▶ **Task directions**:
Format every item below as a two-column CSV headed item_text and answer, with one row per item and its text and answer each in a single quoted field, line breaks replaced by spaces. Leave the pictures out.

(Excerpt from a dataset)
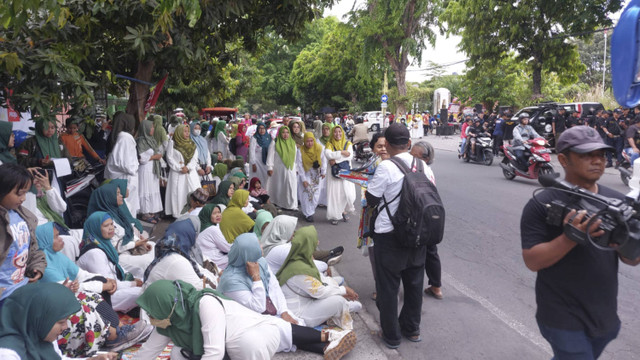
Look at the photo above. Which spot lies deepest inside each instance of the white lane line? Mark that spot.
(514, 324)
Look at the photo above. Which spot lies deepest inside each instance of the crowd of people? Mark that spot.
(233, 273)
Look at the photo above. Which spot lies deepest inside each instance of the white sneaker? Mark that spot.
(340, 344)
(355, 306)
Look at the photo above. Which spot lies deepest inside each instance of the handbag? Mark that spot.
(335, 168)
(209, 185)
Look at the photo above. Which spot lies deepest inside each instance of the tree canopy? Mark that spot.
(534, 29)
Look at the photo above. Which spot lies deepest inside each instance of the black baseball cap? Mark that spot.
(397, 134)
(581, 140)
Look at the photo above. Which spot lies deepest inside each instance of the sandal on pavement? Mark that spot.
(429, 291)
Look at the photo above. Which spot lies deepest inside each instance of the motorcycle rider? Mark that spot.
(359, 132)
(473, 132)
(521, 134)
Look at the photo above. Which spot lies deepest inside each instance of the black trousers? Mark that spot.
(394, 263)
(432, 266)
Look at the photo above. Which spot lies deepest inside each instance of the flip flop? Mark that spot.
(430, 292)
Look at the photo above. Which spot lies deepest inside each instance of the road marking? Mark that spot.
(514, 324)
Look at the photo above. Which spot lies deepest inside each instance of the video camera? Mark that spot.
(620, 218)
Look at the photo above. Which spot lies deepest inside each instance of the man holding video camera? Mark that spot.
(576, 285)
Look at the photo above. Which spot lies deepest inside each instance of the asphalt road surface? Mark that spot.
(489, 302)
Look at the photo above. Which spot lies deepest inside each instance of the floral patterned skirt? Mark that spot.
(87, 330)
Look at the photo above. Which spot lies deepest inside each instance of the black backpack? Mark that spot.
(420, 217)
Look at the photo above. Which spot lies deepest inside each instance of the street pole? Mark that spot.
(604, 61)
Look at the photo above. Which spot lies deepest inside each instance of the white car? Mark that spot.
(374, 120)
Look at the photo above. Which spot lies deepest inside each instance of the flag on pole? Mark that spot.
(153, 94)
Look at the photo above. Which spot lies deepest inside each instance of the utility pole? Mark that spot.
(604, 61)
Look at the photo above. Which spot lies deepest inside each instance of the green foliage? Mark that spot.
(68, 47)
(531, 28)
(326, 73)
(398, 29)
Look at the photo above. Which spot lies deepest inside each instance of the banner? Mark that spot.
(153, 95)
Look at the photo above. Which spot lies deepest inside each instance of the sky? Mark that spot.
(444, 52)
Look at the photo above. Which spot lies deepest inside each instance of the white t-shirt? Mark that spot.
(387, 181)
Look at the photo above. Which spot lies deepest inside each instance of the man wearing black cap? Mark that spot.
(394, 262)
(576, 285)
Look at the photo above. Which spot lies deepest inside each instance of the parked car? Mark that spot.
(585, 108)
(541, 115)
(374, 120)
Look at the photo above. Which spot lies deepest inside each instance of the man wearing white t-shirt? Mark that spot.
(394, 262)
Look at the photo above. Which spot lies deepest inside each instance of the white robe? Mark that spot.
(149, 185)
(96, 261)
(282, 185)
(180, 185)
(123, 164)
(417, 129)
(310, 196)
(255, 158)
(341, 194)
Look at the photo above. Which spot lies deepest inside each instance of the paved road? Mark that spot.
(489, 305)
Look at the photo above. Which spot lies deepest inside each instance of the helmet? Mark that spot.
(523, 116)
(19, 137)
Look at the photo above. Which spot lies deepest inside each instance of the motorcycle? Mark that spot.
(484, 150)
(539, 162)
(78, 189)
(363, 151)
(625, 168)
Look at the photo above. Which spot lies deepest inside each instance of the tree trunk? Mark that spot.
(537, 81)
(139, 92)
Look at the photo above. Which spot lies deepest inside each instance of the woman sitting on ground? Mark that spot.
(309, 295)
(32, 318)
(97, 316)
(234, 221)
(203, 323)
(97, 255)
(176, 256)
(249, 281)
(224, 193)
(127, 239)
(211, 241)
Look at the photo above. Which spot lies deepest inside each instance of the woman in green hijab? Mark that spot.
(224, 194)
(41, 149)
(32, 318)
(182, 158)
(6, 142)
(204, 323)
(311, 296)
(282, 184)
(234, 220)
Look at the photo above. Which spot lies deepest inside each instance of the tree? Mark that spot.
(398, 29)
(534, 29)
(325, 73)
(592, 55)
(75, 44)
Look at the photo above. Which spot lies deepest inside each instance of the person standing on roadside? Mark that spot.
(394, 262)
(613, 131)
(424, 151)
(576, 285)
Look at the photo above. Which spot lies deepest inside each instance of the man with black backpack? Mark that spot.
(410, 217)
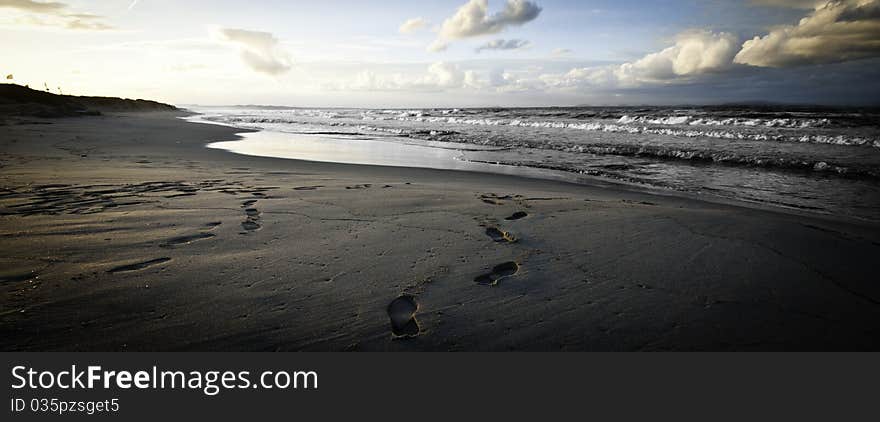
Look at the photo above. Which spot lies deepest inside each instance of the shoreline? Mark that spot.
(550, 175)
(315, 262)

▶ **Solved exercise**:
item_text,answer
"Look at the photo above. Which spot lies deepest inside each instance of the white lane line? Mark that spot.","(514, 324)"
"Look at the photo above. Which spot lies deepest inside each instance of the crowd of people? Mark that spot.","(233, 273)"
"Look at the photo above. Which spot lies deepest inside each instance of the white sneaker? Mark that spot.","(340, 344) (355, 306)"
"Look at the photo above. Which spot lies deepest inside each instance of the handbag? Mark that spot.","(335, 168) (209, 185)"
"Look at the photo above. Which spot lies deepest inside each instance of the tree canopy? Mark that spot.","(534, 29)"
"Look at the photo above. Which spot lies deepest inside each instance of the black baseball cap? Mark that spot.","(397, 134) (581, 140)"
"Look at the photo above. Which spot lies deepest inside each instance of the sandal on pavement? Mark that spot.","(429, 291)"
"Look at the photo above. Which spot lies deepest inside each instance of the motorcycle rider? Mark that spot.","(359, 132) (473, 132) (521, 134)"
"Look at the photo above. Which spot lies deepest inside each instance of the black trousers? Mark that spot.","(394, 263) (432, 266)"
"Look at the photo above. Which spot lies deepest inside each instance of the flip flop? Mark that spot.","(430, 292)"
"Look at the photo above. Which spot lies deepest inside each instance of the road marking? Mark that spot.","(514, 324)"
"Look at the photo above. Which spot lies deepest inside each instance of the video camera? Mark that spot.","(620, 218)"
"Look at the photo above. Which spot lies deepest inside each instance of the man holding video camera? Mark that spot.","(576, 285)"
"Look at the photo above. Which spot lies deepest inside each instance of the asphalt road surface? Mark that spot.","(489, 302)"
"Look at the photo above. Which spot lies deepest inside each instance of the floral patterned skirt? Mark that spot.","(87, 330)"
"Look at the photo above. Which spot lies deepest inside each instance of the black backpack? Mark that spot.","(420, 217)"
"Look at the photo above. Which spot lies deepest inside each instance of the street pole? Mark that spot.","(604, 61)"
"Look at the photo above. Which spot lies deepest inside each instance of the white car? Mark that spot.","(374, 120)"
"Look at the photo above. Which spot lies deepest inside each instance of the flag on pole? Mark that spot.","(153, 94)"
"Look at the photo above. Which spot lies deepest inside each instance of the utility pole? Mark that spot.","(604, 61)"
"Look at the photo above. Which spot lies deepest inside each instance of the green foliage? Mark that spot.","(68, 47) (531, 28) (326, 73) (398, 29)"
"Look at the photo above. Which spot lies deepest inside each instance of the banner? Mark that spot.","(153, 95)"
"Look at the photo above. Which spot lies deepest inside each instance of the sky? Mark that spot.","(444, 52)"
"Look at the photo above. Which spot lies deepest inside each instance of the white t-shirt? Mark that spot.","(387, 181)"
"Look at the photo above. Which spot lies deepest inside each instance of the man wearing black cap? Mark that spot.","(394, 262) (576, 285)"
"Look at the photo above. Which spot lies deepest inside each instance of the parked car? Mark that spot.","(585, 108) (541, 115) (374, 120)"
"Look at the photo above. Which spot lies deepest inside each instance of the man wearing white t-shirt? Mark that spot.","(394, 262)"
"Look at the photo above. Which spot lies deepest inside each instance of the white robe? Mark that spot.","(149, 185) (96, 261) (282, 185) (180, 185) (123, 164) (417, 129) (310, 196) (255, 158) (341, 194)"
"Look at the photo above. Which spot lies deepest inside each instance of the paved road? Mark that spot.","(489, 305)"
"Look at the photo above. Which spot lies deepest inside each instance of the helmet? Mark that spot.","(523, 116) (19, 137)"
"Look at the photo above. Which spot lies deepest inside each instance of the motorcycle? Mark that spot.","(484, 150) (539, 162) (78, 189) (363, 151) (625, 168)"
"Look at the photo above. Which spot lies deepest inside each instance of the tree trunk? Mark that spot.","(537, 81) (139, 92)"
"Look at the photo above. Which spot lies deepest inside each instance of the woman sitting on ground? Mark that spot.","(309, 295) (32, 318) (97, 316) (234, 221) (203, 323) (97, 255) (176, 256) (249, 281) (224, 193) (127, 239) (211, 241)"
"Look at the photo above. Which spot lies deepest inside each instance of the woman in green hijab? Mark that spot.","(224, 194) (41, 149) (32, 318) (182, 158) (6, 142) (204, 323) (311, 296) (282, 184) (234, 220)"
"Look at the photo above. Which spot lies deepest inside each instance of the tree? Mark that spot.","(398, 29) (534, 29) (325, 73) (592, 55) (75, 44)"
"Look at the photo above. Which spot lies deepest inside each instance of the person standing on roadside? Mark that spot.","(394, 262) (613, 131) (424, 151) (576, 285)"
"Look at the photo above. Which spot lies deepest inside each instance of the man with black backpack? Mark that spot.","(410, 217)"
"Look at the photo above. Which spot lies deepest inside each instance of the shoreline? Mark that spot.","(550, 175) (315, 262)"